Report how many lines in the items below contain the string "grandstand", treating uppercase and lowercase as different. Give only the number.

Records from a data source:
--- begin ---

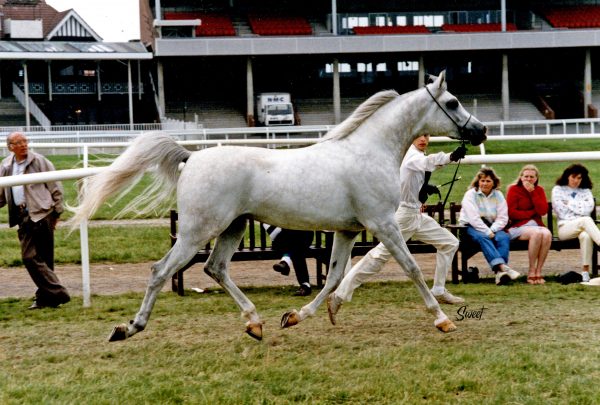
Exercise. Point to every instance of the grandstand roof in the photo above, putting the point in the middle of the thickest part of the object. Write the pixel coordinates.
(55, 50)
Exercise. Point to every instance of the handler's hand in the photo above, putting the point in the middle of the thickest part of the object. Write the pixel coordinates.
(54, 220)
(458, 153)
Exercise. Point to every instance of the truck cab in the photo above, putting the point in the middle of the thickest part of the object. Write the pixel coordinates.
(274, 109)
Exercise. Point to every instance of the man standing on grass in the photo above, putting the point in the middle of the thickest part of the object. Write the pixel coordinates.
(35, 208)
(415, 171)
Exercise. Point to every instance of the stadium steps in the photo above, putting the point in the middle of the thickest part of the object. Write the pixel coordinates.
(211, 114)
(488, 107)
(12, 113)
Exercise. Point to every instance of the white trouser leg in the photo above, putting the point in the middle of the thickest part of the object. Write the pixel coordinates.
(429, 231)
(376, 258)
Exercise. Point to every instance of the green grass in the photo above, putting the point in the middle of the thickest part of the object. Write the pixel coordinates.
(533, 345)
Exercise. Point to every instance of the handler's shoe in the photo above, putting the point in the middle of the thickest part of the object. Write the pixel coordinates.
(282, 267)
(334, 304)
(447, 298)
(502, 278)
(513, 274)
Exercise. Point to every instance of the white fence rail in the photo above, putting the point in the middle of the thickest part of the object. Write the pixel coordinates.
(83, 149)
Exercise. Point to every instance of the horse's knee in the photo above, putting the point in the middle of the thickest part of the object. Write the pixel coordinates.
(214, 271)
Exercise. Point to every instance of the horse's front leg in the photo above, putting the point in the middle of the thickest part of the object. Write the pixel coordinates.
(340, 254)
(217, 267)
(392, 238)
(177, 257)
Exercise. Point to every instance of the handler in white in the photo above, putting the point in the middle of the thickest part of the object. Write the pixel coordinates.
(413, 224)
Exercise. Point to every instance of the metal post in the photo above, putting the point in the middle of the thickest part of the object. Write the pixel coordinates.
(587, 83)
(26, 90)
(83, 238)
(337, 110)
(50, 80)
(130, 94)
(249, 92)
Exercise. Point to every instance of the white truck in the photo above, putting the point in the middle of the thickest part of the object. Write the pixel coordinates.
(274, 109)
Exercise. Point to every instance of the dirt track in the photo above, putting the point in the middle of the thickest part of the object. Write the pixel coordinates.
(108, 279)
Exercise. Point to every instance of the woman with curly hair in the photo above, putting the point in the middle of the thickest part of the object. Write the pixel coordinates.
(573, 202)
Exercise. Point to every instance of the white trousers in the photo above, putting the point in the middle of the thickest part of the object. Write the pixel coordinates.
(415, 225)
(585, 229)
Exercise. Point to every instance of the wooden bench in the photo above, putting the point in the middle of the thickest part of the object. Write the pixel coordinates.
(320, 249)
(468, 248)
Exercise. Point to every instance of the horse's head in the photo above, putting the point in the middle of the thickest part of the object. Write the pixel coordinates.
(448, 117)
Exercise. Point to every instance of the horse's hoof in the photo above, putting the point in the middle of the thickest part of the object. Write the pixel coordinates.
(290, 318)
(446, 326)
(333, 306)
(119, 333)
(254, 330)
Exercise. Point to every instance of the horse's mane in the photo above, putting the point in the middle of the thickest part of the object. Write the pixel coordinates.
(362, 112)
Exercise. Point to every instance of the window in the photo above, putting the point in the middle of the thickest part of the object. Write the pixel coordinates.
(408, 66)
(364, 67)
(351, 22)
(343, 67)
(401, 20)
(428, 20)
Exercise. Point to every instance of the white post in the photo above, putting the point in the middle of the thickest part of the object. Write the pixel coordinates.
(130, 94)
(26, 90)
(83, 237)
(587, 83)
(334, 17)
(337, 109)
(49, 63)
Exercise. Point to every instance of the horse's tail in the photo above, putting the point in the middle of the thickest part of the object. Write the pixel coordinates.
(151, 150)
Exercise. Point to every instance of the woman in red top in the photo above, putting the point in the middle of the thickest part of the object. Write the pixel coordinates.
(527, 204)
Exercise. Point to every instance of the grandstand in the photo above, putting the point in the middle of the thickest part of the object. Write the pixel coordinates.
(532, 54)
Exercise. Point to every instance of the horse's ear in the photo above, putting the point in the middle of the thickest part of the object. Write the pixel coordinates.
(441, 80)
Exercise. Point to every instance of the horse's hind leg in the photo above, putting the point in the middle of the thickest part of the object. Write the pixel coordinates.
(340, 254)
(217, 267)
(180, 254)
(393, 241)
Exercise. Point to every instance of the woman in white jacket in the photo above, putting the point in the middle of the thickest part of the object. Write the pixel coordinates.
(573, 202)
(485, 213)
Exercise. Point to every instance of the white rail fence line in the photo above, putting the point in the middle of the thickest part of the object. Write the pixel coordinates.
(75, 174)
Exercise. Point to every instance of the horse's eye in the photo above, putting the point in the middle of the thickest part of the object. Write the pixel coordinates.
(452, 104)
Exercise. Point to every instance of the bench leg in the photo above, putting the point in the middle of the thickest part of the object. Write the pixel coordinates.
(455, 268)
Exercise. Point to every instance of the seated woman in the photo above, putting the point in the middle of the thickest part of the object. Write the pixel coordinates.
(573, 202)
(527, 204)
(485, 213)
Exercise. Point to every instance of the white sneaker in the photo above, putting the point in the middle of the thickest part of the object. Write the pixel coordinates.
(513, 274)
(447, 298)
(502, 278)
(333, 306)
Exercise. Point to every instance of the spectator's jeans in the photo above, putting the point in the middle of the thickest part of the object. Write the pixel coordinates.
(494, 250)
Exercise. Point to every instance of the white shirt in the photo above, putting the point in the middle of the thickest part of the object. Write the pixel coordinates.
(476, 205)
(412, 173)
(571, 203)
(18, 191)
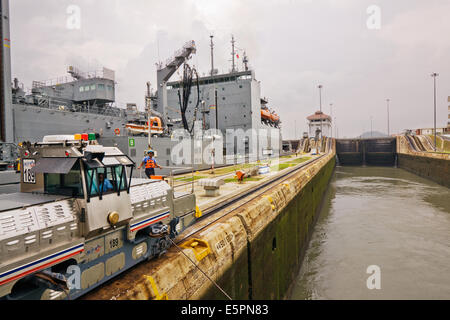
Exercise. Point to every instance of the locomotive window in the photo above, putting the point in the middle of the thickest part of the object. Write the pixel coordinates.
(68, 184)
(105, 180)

--- end ---
--- begin ---

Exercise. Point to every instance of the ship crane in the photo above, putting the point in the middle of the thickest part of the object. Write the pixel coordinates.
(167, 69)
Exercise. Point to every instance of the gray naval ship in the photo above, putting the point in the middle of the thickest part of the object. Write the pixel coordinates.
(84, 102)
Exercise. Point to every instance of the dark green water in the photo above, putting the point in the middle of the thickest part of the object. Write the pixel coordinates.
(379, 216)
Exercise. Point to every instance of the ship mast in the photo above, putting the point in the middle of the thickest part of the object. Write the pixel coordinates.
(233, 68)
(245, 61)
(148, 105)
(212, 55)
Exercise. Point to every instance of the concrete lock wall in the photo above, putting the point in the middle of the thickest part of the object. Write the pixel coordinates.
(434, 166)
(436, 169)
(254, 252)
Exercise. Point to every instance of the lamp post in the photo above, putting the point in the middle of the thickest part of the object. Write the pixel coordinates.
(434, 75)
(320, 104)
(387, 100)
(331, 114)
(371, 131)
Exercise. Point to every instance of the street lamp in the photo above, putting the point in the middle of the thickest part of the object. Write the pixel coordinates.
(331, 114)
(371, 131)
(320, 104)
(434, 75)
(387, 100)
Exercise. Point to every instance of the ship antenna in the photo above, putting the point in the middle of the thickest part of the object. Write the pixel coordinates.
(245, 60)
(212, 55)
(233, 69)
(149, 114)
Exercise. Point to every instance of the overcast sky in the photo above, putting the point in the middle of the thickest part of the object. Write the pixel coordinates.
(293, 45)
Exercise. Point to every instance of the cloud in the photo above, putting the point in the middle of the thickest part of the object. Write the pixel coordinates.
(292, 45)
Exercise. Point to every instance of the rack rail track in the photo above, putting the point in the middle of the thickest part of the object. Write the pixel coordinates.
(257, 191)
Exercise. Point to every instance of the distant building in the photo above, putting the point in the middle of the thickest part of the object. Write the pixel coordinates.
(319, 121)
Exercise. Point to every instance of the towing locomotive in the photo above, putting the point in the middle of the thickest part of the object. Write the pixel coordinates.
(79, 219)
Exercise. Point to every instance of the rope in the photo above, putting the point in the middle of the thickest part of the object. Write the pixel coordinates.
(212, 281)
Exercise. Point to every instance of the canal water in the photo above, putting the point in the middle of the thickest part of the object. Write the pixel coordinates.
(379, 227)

--- end ---

▶ **Correct response**
2